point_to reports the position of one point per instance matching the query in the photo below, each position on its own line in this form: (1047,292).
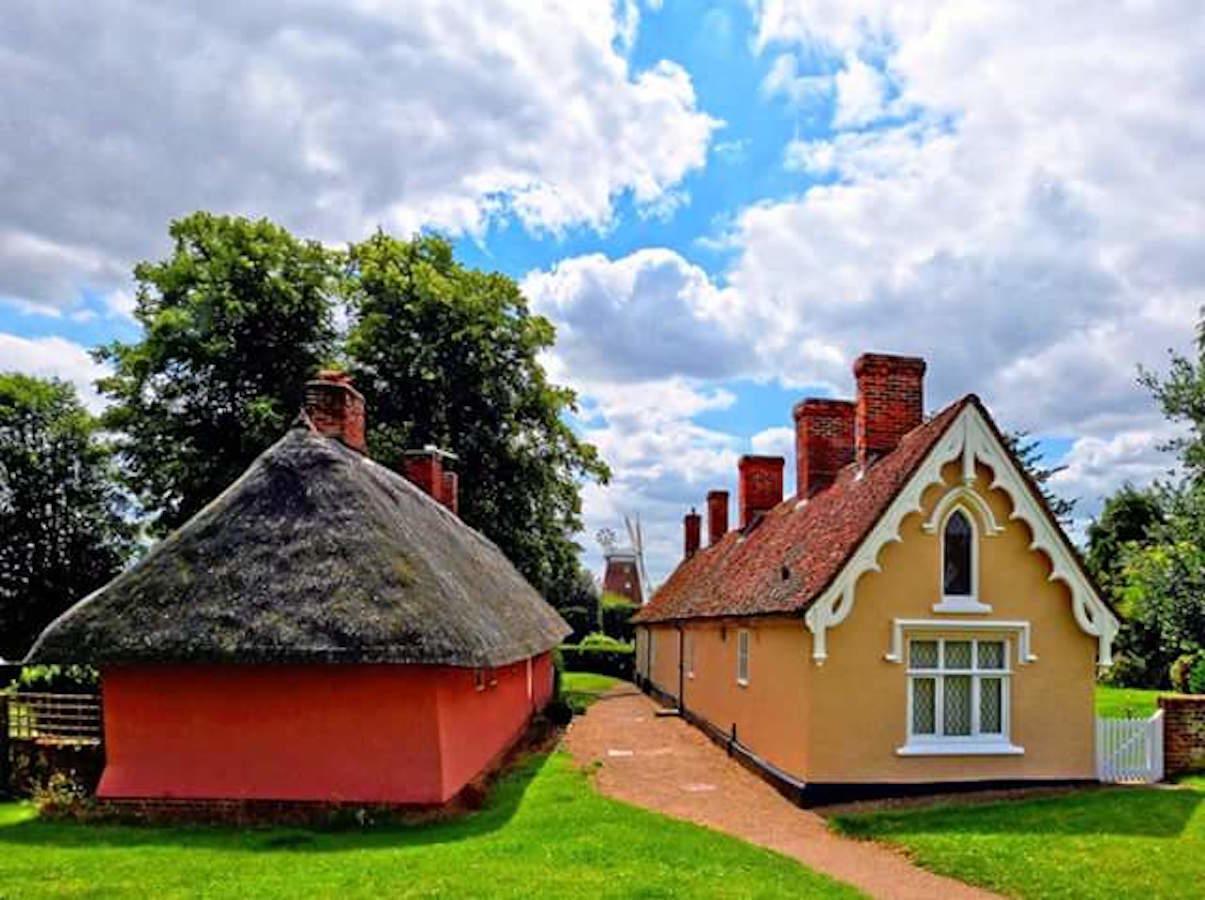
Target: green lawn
(1126,703)
(1107,842)
(581,689)
(545,833)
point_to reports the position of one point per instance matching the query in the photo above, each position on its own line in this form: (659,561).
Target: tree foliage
(450,356)
(1029,453)
(234,322)
(1161,588)
(64,524)
(1128,521)
(242,313)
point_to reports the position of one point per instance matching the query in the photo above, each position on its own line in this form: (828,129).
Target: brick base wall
(1183,733)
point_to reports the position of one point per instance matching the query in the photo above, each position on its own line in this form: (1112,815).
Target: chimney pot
(692,528)
(759,486)
(823,442)
(717,516)
(891,403)
(336,409)
(424,468)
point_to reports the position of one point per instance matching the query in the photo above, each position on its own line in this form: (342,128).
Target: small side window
(742,657)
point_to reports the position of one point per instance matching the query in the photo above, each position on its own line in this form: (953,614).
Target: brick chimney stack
(759,486)
(823,442)
(336,409)
(425,469)
(891,403)
(692,525)
(717,516)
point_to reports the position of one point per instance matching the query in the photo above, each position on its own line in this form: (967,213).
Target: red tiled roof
(785,560)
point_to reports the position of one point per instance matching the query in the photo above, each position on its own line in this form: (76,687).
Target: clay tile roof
(791,557)
(315,554)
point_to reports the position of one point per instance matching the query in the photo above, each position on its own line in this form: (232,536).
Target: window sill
(960,604)
(959,748)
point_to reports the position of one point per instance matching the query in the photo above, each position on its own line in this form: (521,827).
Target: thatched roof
(315,554)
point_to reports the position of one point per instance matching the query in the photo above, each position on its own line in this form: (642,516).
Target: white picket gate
(1130,751)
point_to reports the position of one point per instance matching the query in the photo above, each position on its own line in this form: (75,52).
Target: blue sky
(719,205)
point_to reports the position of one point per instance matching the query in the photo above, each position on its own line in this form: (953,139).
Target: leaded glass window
(958,689)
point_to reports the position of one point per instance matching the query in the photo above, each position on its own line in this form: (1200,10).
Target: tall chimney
(691,527)
(336,409)
(891,403)
(424,468)
(823,442)
(717,516)
(759,486)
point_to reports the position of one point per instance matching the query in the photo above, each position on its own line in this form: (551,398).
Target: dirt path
(666,765)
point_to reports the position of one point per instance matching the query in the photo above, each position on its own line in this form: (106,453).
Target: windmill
(638,547)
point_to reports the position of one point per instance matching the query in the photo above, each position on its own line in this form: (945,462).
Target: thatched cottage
(911,615)
(324,630)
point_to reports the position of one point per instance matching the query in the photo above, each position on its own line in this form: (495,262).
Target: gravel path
(664,764)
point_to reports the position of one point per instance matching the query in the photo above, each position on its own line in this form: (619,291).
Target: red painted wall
(335,733)
(476,727)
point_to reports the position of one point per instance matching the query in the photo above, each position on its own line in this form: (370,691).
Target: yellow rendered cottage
(912,617)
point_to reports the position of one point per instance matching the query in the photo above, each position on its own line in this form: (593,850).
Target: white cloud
(1023,210)
(645,316)
(123,116)
(53,357)
(662,460)
(785,80)
(860,93)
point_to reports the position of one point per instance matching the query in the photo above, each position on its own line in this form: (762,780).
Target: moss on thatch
(315,554)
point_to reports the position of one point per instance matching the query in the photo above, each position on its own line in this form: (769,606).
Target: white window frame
(976,742)
(959,603)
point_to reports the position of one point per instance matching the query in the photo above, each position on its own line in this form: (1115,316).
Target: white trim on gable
(970,439)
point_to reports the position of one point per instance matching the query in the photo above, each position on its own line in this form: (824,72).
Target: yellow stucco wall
(844,722)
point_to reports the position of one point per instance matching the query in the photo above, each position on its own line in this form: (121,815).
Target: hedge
(618,663)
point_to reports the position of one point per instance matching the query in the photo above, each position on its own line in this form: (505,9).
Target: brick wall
(759,486)
(717,516)
(1183,733)
(823,442)
(891,403)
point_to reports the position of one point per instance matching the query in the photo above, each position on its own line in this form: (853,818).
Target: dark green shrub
(600,641)
(58,680)
(617,662)
(559,712)
(617,612)
(1195,681)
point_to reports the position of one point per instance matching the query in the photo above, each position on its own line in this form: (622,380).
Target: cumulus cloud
(644,316)
(54,357)
(1012,192)
(333,121)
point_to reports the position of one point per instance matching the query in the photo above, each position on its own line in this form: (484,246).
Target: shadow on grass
(1117,811)
(500,807)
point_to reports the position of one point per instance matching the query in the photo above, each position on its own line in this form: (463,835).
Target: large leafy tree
(450,356)
(234,322)
(64,523)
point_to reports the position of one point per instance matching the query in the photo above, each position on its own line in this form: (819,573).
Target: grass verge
(1091,843)
(544,833)
(580,689)
(1126,703)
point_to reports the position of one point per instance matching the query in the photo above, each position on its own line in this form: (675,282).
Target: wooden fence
(66,719)
(1130,751)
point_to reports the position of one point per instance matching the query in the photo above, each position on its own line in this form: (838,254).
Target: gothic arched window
(957,548)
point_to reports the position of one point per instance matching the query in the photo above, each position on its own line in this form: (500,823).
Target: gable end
(970,437)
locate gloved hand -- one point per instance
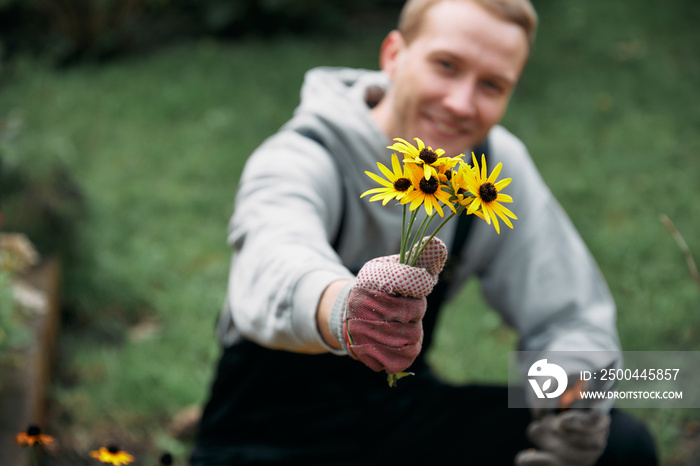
(575, 437)
(379, 320)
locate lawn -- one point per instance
(609, 106)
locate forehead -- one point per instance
(466, 30)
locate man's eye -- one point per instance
(447, 65)
(493, 86)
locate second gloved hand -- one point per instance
(379, 319)
(574, 437)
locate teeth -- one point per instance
(446, 129)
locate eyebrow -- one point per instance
(438, 54)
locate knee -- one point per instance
(630, 442)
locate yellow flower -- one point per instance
(487, 195)
(112, 455)
(31, 436)
(459, 187)
(428, 193)
(430, 160)
(397, 186)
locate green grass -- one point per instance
(609, 107)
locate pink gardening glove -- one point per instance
(383, 311)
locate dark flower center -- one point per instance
(429, 186)
(488, 192)
(428, 156)
(402, 184)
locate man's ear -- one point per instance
(390, 52)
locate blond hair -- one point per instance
(520, 12)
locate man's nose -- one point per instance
(460, 99)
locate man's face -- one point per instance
(452, 82)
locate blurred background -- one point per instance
(124, 125)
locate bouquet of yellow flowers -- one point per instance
(430, 179)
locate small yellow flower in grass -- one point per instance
(112, 455)
(487, 195)
(427, 192)
(431, 161)
(33, 436)
(396, 186)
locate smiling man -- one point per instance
(317, 305)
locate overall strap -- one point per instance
(437, 297)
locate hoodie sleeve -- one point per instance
(540, 276)
(287, 210)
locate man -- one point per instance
(309, 321)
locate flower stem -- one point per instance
(413, 255)
(405, 233)
(402, 249)
(444, 222)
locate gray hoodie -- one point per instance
(539, 277)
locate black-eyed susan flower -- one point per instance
(487, 194)
(431, 161)
(458, 185)
(396, 185)
(112, 455)
(33, 436)
(427, 192)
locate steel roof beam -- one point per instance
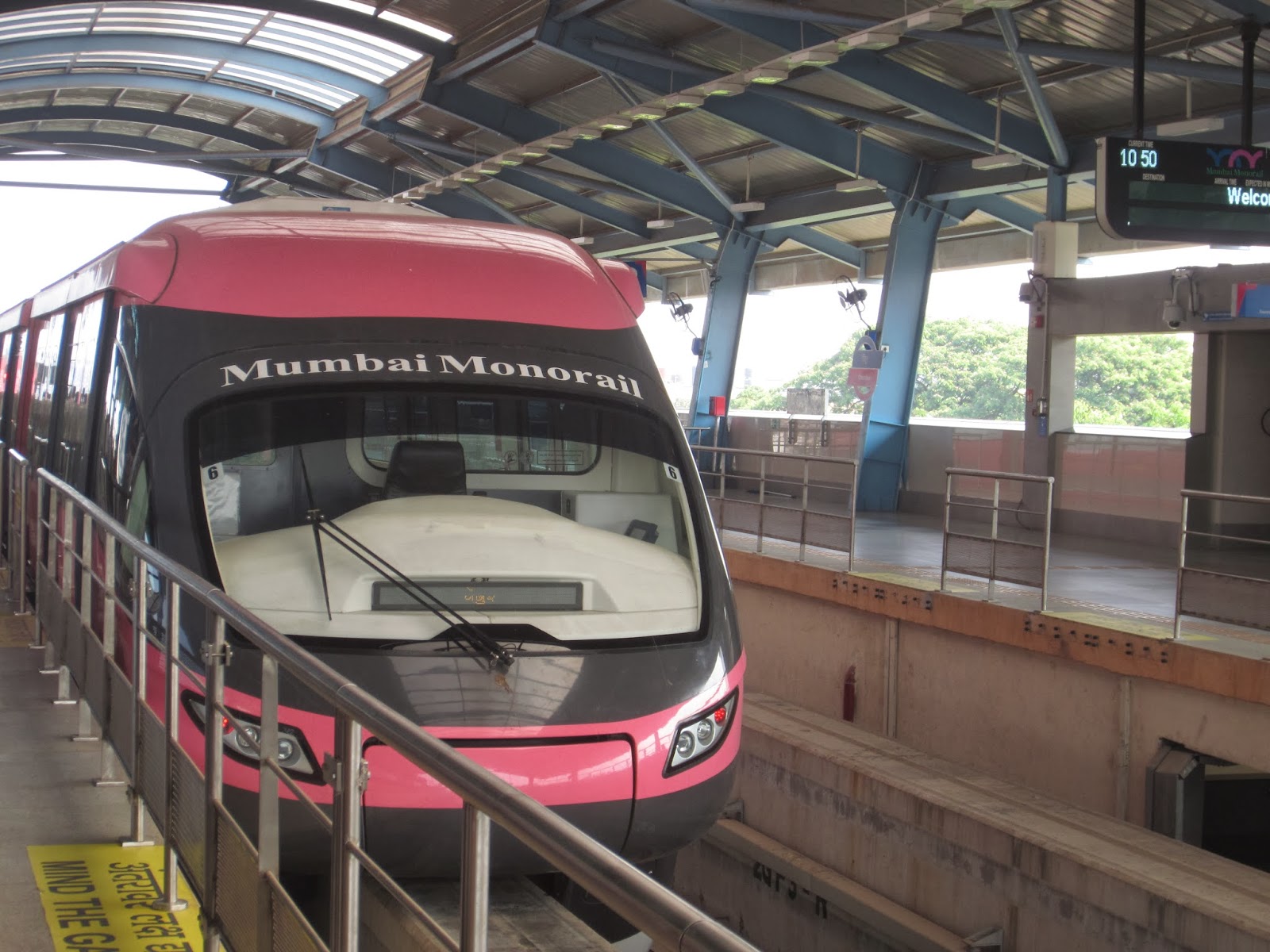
(906, 86)
(122, 148)
(622, 167)
(314, 10)
(601, 213)
(826, 244)
(986, 41)
(29, 141)
(1041, 106)
(143, 117)
(251, 99)
(1254, 10)
(873, 117)
(685, 156)
(813, 136)
(1007, 213)
(215, 50)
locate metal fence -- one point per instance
(80, 585)
(1210, 592)
(804, 499)
(1015, 551)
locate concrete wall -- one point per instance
(963, 850)
(1075, 730)
(1109, 482)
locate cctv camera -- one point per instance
(1174, 315)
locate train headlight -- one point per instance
(700, 735)
(294, 754)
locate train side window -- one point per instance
(13, 391)
(44, 390)
(71, 456)
(498, 436)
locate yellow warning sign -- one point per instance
(101, 898)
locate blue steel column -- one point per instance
(884, 440)
(725, 306)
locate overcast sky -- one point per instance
(48, 232)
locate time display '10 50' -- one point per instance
(1140, 159)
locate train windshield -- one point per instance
(565, 520)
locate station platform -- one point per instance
(48, 780)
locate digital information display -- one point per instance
(1170, 190)
(488, 596)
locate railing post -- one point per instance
(171, 901)
(992, 550)
(762, 501)
(268, 841)
(1181, 568)
(474, 889)
(216, 655)
(802, 532)
(1045, 555)
(110, 761)
(346, 873)
(140, 612)
(948, 509)
(851, 514)
(19, 509)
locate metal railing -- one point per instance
(1019, 559)
(1210, 592)
(787, 497)
(80, 589)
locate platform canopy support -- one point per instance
(907, 279)
(725, 308)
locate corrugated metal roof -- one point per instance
(501, 56)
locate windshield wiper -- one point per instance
(497, 658)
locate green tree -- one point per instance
(1133, 380)
(976, 370)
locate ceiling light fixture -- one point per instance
(999, 159)
(766, 75)
(1191, 127)
(647, 113)
(722, 88)
(683, 101)
(933, 19)
(868, 40)
(856, 186)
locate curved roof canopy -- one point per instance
(651, 127)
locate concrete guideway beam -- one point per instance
(884, 441)
(721, 334)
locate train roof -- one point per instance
(318, 258)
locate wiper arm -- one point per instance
(315, 518)
(497, 657)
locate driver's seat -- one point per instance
(421, 467)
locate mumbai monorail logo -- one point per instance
(1235, 162)
(440, 365)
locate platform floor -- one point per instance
(46, 785)
(1119, 584)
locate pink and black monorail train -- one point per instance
(438, 456)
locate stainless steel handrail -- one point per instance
(803, 484)
(1185, 571)
(994, 539)
(667, 919)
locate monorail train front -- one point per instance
(492, 524)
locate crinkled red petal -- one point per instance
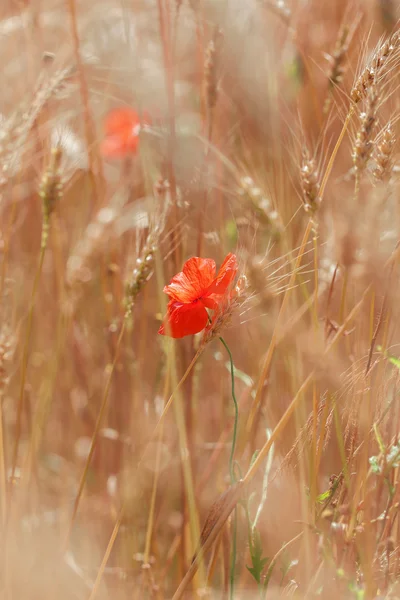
(194, 280)
(225, 277)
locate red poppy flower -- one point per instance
(194, 290)
(122, 128)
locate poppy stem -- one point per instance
(231, 466)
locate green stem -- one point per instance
(233, 556)
(231, 468)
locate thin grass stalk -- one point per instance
(95, 434)
(94, 166)
(25, 358)
(274, 337)
(150, 522)
(186, 467)
(3, 475)
(278, 430)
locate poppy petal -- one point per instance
(193, 281)
(225, 277)
(184, 319)
(120, 120)
(122, 128)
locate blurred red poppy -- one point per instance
(192, 291)
(122, 127)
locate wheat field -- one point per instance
(199, 344)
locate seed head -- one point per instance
(309, 183)
(383, 155)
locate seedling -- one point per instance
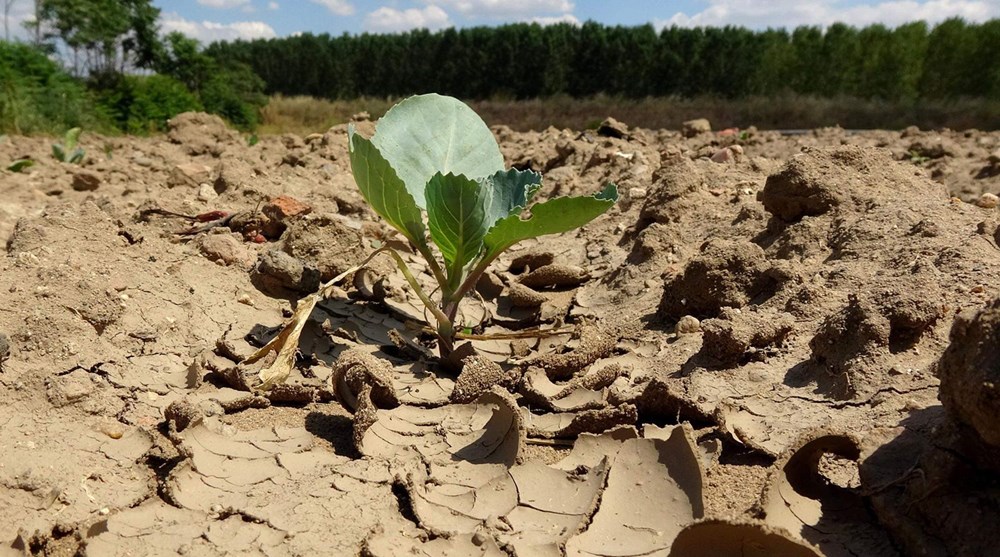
(20, 164)
(432, 155)
(68, 150)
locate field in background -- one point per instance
(303, 115)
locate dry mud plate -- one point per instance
(772, 346)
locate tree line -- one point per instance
(953, 59)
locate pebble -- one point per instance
(688, 325)
(206, 193)
(988, 201)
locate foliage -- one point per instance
(68, 150)
(20, 164)
(36, 95)
(142, 104)
(103, 36)
(433, 154)
(523, 61)
(227, 88)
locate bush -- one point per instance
(38, 96)
(142, 104)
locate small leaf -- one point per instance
(550, 217)
(20, 165)
(511, 190)
(429, 134)
(383, 189)
(457, 219)
(76, 156)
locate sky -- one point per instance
(211, 20)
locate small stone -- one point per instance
(688, 325)
(206, 193)
(284, 207)
(988, 201)
(227, 249)
(722, 156)
(84, 180)
(114, 430)
(695, 127)
(637, 193)
(191, 172)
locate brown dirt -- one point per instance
(827, 269)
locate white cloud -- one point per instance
(792, 13)
(565, 18)
(224, 4)
(391, 20)
(208, 31)
(514, 9)
(337, 7)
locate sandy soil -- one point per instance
(781, 345)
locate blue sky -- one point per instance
(209, 20)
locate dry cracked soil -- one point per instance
(772, 345)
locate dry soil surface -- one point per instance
(774, 345)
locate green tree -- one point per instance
(103, 36)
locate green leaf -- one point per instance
(72, 138)
(20, 165)
(383, 189)
(510, 192)
(456, 216)
(430, 134)
(550, 217)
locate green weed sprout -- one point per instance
(68, 150)
(434, 172)
(20, 164)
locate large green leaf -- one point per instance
(383, 189)
(550, 217)
(457, 218)
(429, 134)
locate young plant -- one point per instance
(432, 155)
(20, 164)
(68, 150)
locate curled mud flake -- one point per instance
(737, 337)
(478, 376)
(567, 425)
(727, 538)
(594, 344)
(540, 391)
(970, 378)
(355, 369)
(644, 521)
(555, 276)
(552, 506)
(522, 296)
(800, 498)
(725, 274)
(591, 449)
(486, 431)
(384, 544)
(532, 258)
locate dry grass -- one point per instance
(304, 115)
##########
## [TRY IT]
Reproduce, with no other lines, the one containing "locate curled mud" and all lines after it through the end of the data above.

## [RESULT]
locate curled mud flake -- one point per instance
(737, 337)
(478, 376)
(567, 425)
(727, 538)
(594, 344)
(540, 391)
(970, 378)
(355, 369)
(644, 521)
(555, 276)
(552, 506)
(522, 296)
(800, 498)
(725, 274)
(591, 449)
(486, 431)
(384, 544)
(532, 258)
locate dry grass -- one point per instance
(304, 115)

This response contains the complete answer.